Jude recorded, And Enoch also, the seventh from Adam, prophesied of these, saying, Behold, the Lord cometh with ten thousands of his saints, to execute judgment upon all, and to convince all that are ungodly among them of all their ungodly deeds which they have ungodly committed, and of all their hard speeches which ungodly sinners have spoken against him (Jude 14-15). James M. Boice wrote: “The more Enoch was aware of the judgment, the more sensitive he was to sin. The more sensitive he was to sin, the closer he wanted to walk with God. The closer he walked with God, the more necessary he saw that judgment was.”1
Within my short lifetime I have seen attitudes change from when fundamental and evangelical preachers preached about judgment and hell even to teenagers at youth camps, to these days when the churches are so religiously correct that judgment is too negative to mention, especially to young people. Besides just being a negative doctrine, the coming judgment is questioned altogether as to its very truthfulness. One can now be an “evangelical” and deny that hell even exists! Many simply believe that it is unprofitable to teach such an undesirable doctrine to a generation looking for a positive experience from attending church.
I would not deny, of course, that the great majority of fundamental brethren and most evangelicals still believe in a literal hell and a coming judgment. We have, however, let this doctrine fade away in our preaching, writing, and general vocabulary. A quick search on Google with the entry “The Biblical doctrine of judgment” was telling. The first entry was a Leon Morris article from 1960. The second entry was a review of that article by a Seventh Day Adventist (who denies a literal hell). The third entry was an article by T.B. Thayer in 1855 which denies a literal hell. The fourth entry was from a universalist in 1844. The fifth entry is a reprint of a 1908 journal from the University of Chicago. The sixth entry was another Seventh Day Adventist article. Although there were pages upon pages of other entries, one had to look diligently for a current, clear-cut message about God’s coming judgment.
I have five volumes that record the first five Fundamental Baptist Congresses of North America that fell between 1963 and 1974. In every congress there was a message on the coming judgment of God and the literal punishment God would mete out. Two of them were by my pastor, John Rawlings, whom I heard preach on the subject not a few times in my boyhood. In the first edition from 1963, John Holliday preached “Final Judgment and Eternal Hell.” In that message he said, “This challenging, convicting Bible doctrine is of immense significance. It belongs not to the fringe but to the warp and woof of Christianity. The modern tendency to exclude it altogether, or at best to relegate it to the inconsequential suburbs of the city of Truth, is an evidence of today’s doctrinal deterioration.”2 What an indictment that is for our day when the situation has worsened tenfold!

○ ○ ○

▶ [WHAT TO DO]: Quote the passage on the doctrine of judgment, starting with "I have five" and going on through "has worsened tenfold!".

○ ○ ○

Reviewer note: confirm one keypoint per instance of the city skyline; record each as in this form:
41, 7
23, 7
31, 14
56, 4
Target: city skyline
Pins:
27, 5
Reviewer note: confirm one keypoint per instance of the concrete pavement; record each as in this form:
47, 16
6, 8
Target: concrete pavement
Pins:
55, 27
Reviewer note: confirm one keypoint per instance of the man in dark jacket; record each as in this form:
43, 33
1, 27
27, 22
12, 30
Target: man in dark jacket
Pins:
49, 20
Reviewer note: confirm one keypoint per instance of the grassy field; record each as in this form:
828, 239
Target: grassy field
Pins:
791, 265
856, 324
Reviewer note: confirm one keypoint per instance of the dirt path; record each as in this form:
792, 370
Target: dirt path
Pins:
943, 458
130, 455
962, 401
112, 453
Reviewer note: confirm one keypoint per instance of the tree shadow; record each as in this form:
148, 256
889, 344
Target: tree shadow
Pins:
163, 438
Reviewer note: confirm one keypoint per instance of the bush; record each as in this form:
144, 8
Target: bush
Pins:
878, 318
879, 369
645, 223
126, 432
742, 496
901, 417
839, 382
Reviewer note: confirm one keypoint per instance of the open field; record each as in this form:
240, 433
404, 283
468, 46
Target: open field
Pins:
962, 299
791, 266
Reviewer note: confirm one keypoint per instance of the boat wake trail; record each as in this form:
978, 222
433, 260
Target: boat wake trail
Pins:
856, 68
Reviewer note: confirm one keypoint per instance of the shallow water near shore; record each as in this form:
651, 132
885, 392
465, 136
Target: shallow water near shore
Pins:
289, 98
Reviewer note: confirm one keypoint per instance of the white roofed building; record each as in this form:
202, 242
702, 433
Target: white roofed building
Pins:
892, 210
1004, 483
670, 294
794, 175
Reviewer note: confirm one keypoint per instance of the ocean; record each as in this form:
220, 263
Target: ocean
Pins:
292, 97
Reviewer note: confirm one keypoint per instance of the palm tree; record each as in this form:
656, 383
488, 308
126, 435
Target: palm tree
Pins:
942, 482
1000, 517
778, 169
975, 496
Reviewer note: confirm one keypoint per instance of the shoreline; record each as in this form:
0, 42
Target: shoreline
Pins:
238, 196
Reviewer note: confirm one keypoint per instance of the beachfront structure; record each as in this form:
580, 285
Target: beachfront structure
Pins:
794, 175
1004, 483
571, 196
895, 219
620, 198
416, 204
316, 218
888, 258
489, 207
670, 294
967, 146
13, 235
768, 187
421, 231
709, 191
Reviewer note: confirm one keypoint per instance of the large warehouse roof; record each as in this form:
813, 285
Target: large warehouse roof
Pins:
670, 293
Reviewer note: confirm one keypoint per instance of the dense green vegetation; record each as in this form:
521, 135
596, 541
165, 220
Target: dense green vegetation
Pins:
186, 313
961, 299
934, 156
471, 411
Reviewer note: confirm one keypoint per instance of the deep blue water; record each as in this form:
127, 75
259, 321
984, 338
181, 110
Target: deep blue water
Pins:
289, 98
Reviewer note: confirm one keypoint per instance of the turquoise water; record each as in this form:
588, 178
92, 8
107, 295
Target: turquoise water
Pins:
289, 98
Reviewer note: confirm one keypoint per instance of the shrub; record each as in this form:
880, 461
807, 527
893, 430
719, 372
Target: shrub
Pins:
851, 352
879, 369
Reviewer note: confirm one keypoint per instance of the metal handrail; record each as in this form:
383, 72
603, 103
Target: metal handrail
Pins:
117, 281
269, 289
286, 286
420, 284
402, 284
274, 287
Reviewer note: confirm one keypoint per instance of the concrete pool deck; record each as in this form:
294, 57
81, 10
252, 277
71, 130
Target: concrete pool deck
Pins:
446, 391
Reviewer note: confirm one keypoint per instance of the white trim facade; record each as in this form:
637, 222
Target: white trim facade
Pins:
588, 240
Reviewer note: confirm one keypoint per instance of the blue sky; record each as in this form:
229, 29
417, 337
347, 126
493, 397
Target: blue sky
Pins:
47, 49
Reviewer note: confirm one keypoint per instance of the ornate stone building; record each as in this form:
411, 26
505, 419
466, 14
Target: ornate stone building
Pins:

○ ○ ○

▶ [RESULT FOR THIS TASK]:
I have five volumes that record the first five Fundamental Baptist Congresses of North America that fell between 1963 and 1974. In every congress there was a message on the coming judgment of God and the literal punishment God would mete out. Two of them were by my pastor, John Rawlings, whom I heard preach on the subject not a few times in my boyhood. In the first edition from 1963, John Holliday preached “Final Judgment and Eternal Hell.” In that message he said, “This challenging, convicting Bible doctrine is of immense significance. It belongs not to the fringe but to the warp and woof of Christianity. The modern tendency to exclude it altogether, or at best to relegate it to the inconsequential suburbs of the city of Truth, is an evidence of today’s doctrinal deterioration.”2 What an indictment that is for our day when the situation has worsened tenfold!